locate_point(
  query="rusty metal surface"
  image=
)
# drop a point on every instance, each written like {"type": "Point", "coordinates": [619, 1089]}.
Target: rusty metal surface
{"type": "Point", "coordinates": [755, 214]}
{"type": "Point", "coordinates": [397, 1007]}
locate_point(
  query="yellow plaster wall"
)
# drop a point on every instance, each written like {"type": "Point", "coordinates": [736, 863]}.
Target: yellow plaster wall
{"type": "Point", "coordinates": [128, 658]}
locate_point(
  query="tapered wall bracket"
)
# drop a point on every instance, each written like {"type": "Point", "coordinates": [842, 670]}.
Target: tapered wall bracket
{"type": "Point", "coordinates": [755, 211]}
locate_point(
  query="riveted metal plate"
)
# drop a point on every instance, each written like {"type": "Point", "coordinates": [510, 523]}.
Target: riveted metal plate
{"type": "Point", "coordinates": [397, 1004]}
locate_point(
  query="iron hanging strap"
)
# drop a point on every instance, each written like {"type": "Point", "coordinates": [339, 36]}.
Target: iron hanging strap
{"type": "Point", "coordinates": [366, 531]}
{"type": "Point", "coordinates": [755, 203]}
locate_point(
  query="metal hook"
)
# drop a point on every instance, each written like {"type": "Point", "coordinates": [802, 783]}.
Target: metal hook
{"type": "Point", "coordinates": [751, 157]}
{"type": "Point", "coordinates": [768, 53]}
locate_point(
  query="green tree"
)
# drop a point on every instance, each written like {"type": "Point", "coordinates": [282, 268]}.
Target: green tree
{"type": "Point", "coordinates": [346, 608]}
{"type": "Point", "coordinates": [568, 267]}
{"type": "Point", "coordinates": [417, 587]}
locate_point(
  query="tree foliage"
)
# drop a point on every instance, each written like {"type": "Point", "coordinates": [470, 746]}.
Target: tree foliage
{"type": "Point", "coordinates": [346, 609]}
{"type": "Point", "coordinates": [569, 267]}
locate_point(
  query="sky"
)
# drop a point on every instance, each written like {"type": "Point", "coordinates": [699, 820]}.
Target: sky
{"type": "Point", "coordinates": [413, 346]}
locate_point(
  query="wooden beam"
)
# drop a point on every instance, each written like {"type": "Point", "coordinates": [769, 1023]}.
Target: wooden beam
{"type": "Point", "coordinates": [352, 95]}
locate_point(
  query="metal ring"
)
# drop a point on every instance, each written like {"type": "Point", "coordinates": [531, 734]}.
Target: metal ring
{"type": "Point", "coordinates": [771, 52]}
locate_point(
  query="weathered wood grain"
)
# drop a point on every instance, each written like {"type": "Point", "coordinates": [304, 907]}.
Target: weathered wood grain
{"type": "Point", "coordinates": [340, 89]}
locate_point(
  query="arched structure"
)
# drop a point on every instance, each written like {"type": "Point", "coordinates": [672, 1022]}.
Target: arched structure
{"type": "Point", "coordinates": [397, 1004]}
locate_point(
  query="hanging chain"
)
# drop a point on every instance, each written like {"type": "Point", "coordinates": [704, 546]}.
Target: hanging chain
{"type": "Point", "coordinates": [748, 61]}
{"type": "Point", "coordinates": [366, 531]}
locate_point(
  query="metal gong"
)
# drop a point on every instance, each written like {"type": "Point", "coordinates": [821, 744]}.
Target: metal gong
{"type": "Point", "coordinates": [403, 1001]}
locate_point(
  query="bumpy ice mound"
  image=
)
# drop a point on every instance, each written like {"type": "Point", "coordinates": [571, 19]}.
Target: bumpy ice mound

§ **Task statement**:
All of the entries above must be quoted exactly.

§ **Answer**:
locate_point(
  query="rusty metal surface"
  image=
)
# drop a point on every instance, each written like {"type": "Point", "coordinates": [619, 1089]}.
Target: rusty metal surface
{"type": "Point", "coordinates": [755, 214]}
{"type": "Point", "coordinates": [397, 1007]}
locate_point(
  query="yellow plaster wall"
)
# drop a point on every instance, each written like {"type": "Point", "coordinates": [736, 863]}.
Target: yellow plaster wall
{"type": "Point", "coordinates": [128, 658]}
locate_point(
  query="tapered wall bracket"
)
# drop a point on every instance, each written like {"type": "Point", "coordinates": [842, 670]}.
Target: tapered wall bracket
{"type": "Point", "coordinates": [755, 211]}
locate_point(
  query="riveted metal plate"
)
# drop a point on every instance, each written like {"type": "Point", "coordinates": [510, 523]}.
Target: riveted metal plate
{"type": "Point", "coordinates": [397, 1004]}
locate_point(
  query="iron hanging strap"
)
# drop a point on every instance, each written like {"type": "Point", "coordinates": [339, 36]}.
Target: iron hanging strap
{"type": "Point", "coordinates": [366, 531]}
{"type": "Point", "coordinates": [755, 203]}
locate_point(
  query="metal hook"
)
# drop a point on every instance, each written like {"type": "Point", "coordinates": [802, 783]}.
Target: metal hook
{"type": "Point", "coordinates": [751, 157]}
{"type": "Point", "coordinates": [768, 53]}
locate_point(
  query="green tree"
)
# drop a point on every instance, each written like {"type": "Point", "coordinates": [282, 268]}.
Target: green tree
{"type": "Point", "coordinates": [346, 608]}
{"type": "Point", "coordinates": [568, 267]}
{"type": "Point", "coordinates": [417, 587]}
locate_point(
  query="tree foliage"
)
# drop a point on every instance, each written like {"type": "Point", "coordinates": [470, 746]}.
Target: tree foliage
{"type": "Point", "coordinates": [346, 609]}
{"type": "Point", "coordinates": [569, 267]}
locate_point(
  query="sky"
)
# drop a point on every instance, each written like {"type": "Point", "coordinates": [699, 820]}.
Target: sky
{"type": "Point", "coordinates": [413, 346]}
locate_point(
  query="wooden beam"
)
# drop a point on every instance, each written like {"type": "Point", "coordinates": [769, 1023]}.
Target: wooden beam
{"type": "Point", "coordinates": [352, 95]}
locate_point(
  query="metal ring"
)
# drop a point on every instance, each written like {"type": "Point", "coordinates": [531, 734]}.
Target: metal ring
{"type": "Point", "coordinates": [771, 52]}
locate_point(
  query="weathered wood grain"
)
# drop a point on every instance, each written like {"type": "Point", "coordinates": [304, 907]}.
Target: weathered wood grain
{"type": "Point", "coordinates": [340, 89]}
locate_point(
  query="arched structure"
)
# drop a point on every instance, each written like {"type": "Point", "coordinates": [672, 1022]}.
Target: arched structure
{"type": "Point", "coordinates": [397, 1004]}
locate_point(
  query="hanging chain"
)
# drop a point on every instance, each written like {"type": "Point", "coordinates": [704, 546]}.
Target: hanging chain
{"type": "Point", "coordinates": [748, 61]}
{"type": "Point", "coordinates": [366, 531]}
locate_point(
  query="metal gong"
)
# drop a point on every instance, each written like {"type": "Point", "coordinates": [821, 744]}.
Target: metal gong
{"type": "Point", "coordinates": [403, 1001]}
locate_point(
  query="bumpy ice mound"
  image=
)
# drop a point on every instance, each written like {"type": "Point", "coordinates": [571, 19]}.
Target: bumpy ice mound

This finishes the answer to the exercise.